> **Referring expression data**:
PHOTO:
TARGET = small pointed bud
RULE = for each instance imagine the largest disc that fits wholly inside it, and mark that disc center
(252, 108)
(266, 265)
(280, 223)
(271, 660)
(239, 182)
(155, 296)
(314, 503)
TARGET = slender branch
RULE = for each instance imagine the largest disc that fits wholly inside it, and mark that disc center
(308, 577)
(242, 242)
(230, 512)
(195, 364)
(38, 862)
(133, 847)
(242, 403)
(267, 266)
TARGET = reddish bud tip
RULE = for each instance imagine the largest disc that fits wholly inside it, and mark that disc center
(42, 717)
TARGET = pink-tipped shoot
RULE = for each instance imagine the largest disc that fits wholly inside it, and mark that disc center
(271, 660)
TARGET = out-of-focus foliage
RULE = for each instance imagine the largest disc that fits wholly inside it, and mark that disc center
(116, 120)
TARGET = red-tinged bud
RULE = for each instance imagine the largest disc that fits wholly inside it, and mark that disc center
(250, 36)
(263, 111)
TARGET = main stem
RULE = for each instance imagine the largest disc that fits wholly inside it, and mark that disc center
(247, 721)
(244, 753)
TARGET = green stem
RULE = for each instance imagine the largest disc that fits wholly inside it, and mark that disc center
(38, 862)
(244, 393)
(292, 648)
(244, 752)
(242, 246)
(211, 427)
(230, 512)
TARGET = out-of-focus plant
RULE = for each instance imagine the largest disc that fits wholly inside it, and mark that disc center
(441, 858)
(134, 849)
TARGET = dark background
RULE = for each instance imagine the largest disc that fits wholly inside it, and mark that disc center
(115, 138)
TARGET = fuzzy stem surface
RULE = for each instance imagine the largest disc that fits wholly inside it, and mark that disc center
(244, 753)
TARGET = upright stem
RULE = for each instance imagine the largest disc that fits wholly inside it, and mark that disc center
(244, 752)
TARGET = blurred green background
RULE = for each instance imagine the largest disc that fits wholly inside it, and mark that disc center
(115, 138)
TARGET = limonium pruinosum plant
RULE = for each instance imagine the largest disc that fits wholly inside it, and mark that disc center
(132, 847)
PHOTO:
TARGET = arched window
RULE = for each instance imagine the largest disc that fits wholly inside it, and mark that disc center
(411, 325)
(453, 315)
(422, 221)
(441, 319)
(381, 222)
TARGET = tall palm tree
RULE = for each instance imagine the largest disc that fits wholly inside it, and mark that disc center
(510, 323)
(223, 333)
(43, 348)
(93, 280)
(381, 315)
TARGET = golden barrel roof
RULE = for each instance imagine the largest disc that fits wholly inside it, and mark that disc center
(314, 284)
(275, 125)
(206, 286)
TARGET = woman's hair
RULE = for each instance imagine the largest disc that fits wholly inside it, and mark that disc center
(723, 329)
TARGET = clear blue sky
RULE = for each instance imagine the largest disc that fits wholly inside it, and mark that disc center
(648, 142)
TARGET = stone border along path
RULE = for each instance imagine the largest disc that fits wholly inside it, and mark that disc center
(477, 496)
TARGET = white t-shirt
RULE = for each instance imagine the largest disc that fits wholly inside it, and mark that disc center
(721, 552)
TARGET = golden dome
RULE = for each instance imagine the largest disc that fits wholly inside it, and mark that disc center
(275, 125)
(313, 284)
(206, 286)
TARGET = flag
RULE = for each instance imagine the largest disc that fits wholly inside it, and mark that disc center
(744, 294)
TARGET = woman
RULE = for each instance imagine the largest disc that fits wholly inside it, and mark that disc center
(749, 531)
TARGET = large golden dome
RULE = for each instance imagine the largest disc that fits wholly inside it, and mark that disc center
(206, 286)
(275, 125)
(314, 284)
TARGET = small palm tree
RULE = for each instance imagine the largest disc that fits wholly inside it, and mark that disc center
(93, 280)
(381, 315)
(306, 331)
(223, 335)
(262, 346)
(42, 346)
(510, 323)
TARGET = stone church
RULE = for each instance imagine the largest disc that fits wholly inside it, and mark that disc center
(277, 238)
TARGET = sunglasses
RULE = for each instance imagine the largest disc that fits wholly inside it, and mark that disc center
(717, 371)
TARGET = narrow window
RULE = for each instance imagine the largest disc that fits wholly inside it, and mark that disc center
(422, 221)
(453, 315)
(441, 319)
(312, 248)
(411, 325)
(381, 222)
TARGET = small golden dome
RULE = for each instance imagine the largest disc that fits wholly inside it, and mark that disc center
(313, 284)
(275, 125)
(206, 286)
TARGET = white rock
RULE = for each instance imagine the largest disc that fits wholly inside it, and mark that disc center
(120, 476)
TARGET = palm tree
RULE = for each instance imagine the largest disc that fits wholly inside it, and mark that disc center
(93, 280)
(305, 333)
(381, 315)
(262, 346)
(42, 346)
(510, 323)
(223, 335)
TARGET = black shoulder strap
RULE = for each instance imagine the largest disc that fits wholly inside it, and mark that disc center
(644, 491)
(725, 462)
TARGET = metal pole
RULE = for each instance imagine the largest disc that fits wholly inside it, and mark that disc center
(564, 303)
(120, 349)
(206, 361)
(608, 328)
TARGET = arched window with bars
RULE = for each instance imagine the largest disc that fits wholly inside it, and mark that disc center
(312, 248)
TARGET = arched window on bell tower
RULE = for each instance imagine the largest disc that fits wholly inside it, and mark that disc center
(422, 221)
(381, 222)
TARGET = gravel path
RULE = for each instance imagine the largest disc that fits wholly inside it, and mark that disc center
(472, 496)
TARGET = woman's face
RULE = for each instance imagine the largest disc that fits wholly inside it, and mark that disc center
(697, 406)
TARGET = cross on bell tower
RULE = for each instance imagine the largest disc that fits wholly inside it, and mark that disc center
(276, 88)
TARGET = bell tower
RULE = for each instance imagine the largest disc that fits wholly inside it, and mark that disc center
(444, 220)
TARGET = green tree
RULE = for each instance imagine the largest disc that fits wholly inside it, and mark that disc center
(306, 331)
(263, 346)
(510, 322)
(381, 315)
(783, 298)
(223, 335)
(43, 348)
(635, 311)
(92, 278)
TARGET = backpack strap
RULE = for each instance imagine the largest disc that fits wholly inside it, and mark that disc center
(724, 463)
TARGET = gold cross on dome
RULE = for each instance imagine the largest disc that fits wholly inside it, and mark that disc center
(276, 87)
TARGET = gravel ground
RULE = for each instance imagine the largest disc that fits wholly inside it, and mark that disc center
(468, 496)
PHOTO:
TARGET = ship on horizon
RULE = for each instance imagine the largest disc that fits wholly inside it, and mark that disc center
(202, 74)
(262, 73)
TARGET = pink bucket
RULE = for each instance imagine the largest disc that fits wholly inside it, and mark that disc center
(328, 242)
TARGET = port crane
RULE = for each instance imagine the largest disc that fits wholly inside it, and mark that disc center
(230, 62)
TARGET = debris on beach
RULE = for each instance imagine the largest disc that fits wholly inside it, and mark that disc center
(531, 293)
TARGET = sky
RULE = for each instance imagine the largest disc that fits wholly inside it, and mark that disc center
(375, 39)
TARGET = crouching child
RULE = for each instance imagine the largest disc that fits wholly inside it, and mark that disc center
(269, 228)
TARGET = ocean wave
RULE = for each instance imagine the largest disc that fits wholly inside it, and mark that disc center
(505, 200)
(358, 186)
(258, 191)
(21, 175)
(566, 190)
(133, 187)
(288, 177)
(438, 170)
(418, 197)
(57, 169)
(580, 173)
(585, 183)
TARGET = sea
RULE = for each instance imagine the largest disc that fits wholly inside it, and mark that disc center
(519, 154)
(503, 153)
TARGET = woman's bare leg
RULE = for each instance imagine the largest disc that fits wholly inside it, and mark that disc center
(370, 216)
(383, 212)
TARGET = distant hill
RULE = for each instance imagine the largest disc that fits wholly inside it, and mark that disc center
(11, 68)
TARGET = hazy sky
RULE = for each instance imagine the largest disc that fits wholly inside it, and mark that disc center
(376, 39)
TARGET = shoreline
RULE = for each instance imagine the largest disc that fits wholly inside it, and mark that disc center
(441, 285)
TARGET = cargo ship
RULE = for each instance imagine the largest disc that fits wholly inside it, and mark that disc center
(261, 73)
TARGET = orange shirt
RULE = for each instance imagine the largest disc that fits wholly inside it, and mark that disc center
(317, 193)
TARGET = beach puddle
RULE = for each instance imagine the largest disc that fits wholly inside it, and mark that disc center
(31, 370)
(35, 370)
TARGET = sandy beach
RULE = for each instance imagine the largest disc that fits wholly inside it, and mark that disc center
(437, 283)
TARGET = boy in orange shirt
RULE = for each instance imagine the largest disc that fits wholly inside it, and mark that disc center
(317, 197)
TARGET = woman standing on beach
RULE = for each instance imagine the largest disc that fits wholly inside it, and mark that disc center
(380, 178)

> **Aim of the task**:
Report back each line of the entries that holds the string "window".

> **Answer to the exercise**:
TARGET = arched window
TARGET = narrow window
TARGET = arched window with bars
TARGET = arched window on bell tower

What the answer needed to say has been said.